• **EXERCISE OBJECTIVE**: All the data should come back exactly as it was given.

** Begin ROWS **

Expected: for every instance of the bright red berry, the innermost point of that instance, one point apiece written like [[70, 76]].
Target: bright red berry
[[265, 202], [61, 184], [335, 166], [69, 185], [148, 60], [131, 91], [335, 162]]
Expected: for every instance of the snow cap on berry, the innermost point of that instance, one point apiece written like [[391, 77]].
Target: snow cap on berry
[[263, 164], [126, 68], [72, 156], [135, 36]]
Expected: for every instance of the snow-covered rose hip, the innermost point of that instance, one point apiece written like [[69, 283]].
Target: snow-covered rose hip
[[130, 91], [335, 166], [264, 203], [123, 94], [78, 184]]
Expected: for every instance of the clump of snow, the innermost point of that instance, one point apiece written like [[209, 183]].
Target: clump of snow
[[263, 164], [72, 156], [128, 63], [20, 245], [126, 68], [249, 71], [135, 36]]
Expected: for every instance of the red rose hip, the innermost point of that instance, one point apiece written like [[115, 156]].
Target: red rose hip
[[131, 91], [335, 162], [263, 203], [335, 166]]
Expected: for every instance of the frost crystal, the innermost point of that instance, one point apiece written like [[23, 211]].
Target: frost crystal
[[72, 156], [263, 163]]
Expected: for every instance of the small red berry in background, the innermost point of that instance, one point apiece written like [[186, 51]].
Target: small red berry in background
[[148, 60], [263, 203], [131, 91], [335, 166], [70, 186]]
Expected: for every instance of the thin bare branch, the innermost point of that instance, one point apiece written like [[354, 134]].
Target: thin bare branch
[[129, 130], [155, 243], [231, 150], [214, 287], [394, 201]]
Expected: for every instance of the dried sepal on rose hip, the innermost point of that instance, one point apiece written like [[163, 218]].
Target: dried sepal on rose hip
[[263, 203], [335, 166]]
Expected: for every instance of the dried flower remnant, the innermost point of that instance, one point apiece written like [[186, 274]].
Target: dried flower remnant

** End ROWS **

• **THE SOLUTION**:
Expected: for every instance of the bright red berry, the innermost point of that instance, one point apiece written like [[70, 76]].
Target: bright red berry
[[265, 202], [61, 184], [335, 166], [69, 185], [148, 60], [131, 91], [335, 162]]
Expected: for every instance of the snow cap on berry, the innermost point of that instance, one point apiece written like [[391, 77]].
Target: snow cap on berry
[[263, 164], [126, 68], [72, 156], [135, 36]]
Expected: for every instance of the snow-covered rose hip, the innermost point of that instance, one point apiece written like [[69, 283]].
Target: snow-covered rose hip
[[130, 91], [335, 166], [264, 203], [123, 94], [78, 184]]
Expected: for every instance of the clump of snow, the innermost point of that instance, one point apiece written like [[209, 183]].
Target: clump of snow
[[263, 164], [72, 156], [128, 63], [20, 245], [126, 68], [249, 71], [135, 36]]
Expected: for every instance of the red rose hip, the innermost point of that instance, one point apiece written like [[115, 156]].
Target: red rose hip
[[131, 91], [335, 162], [263, 203], [335, 166]]
Expected: for every instance of the frost crystal, the innermost point of that instance, one point apiece written like [[23, 211]].
Target: frost crystal
[[72, 156], [263, 163]]
Expected: for every instance of the small red berry in background, the innermost point of that instance, one point apiece written like [[186, 51]].
Target: small red berry in background
[[148, 60], [263, 203], [131, 91], [335, 166], [70, 186]]
Expected: for every instance of the thin bare branch, the innermost point of that instance, one point apiece written like [[354, 134]].
Target: thin bare branch
[[129, 130], [155, 243], [231, 150], [214, 287], [394, 201]]
Expected: for every instance of the dried sepal on rose hip, the innermost point of that instance, one point apiece written like [[163, 218]].
Target: dried sepal on rose hip
[[263, 203], [335, 166]]
Expected: for every instance of the dried flower remnant, the innermost point of that instance, one point apiece written like [[186, 274]].
Target: dried flower remnant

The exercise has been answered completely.